Aim of the exercise
Please print nothing but the lines from the one with "Target: leaning palm trunk" to the last line of the records below, and omit pictures.

Material provided
--- START ---

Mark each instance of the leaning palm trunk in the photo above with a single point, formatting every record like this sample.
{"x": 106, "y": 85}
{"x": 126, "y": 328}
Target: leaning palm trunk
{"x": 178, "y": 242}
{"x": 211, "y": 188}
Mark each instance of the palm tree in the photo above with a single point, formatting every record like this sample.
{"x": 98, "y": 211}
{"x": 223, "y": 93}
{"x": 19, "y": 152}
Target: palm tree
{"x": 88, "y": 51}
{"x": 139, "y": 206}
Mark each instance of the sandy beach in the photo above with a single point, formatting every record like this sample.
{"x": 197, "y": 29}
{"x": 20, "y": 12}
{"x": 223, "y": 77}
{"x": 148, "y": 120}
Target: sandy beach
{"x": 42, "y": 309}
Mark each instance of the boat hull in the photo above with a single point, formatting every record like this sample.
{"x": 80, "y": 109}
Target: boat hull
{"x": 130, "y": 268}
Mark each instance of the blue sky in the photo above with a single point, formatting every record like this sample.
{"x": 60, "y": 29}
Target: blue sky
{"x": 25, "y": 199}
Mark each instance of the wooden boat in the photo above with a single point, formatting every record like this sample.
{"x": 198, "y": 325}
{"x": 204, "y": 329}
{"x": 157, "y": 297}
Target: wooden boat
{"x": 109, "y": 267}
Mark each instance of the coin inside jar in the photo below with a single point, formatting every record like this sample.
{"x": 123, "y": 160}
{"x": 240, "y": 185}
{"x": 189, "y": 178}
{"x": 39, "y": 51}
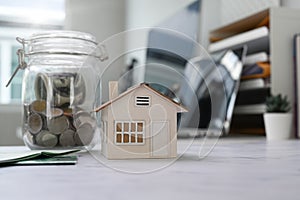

--- END ---

Reply
Target: leaning palm trunk
{"x": 178, "y": 242}
{"x": 211, "y": 188}
Mark each instance of the palm tree in the photo above with a single point, formatting every record like this sample.
{"x": 98, "y": 211}
{"x": 223, "y": 93}
{"x": 19, "y": 152}
Target: palm tree
{"x": 88, "y": 51}
{"x": 139, "y": 206}
Mark each instance of the sandy beach in the photo above with a single point, formatting every record like this sample.
{"x": 197, "y": 29}
{"x": 20, "y": 12}
{"x": 223, "y": 77}
{"x": 148, "y": 120}
Target: sandy beach
{"x": 42, "y": 309}
Mark each instance of the boat hull in the photo above with a single point, formatting every record like this sample.
{"x": 80, "y": 109}
Target: boat hull
{"x": 130, "y": 268}
Mark each instance of the blue sky in the photo above with a single point, formatting every record like this sample.
{"x": 60, "y": 29}
Target: blue sky
{"x": 25, "y": 199}
Mark each instance of the wooden boat in the photo above with a single point, formatting every record like this sample.
{"x": 198, "y": 325}
{"x": 204, "y": 329}
{"x": 157, "y": 297}
Target: wooden boat
{"x": 109, "y": 267}
Mark each instance of the coin inside jar in the photo below with a single point, formatting every record like this sample.
{"x": 123, "y": 160}
{"x": 240, "y": 185}
{"x": 189, "y": 178}
{"x": 39, "y": 51}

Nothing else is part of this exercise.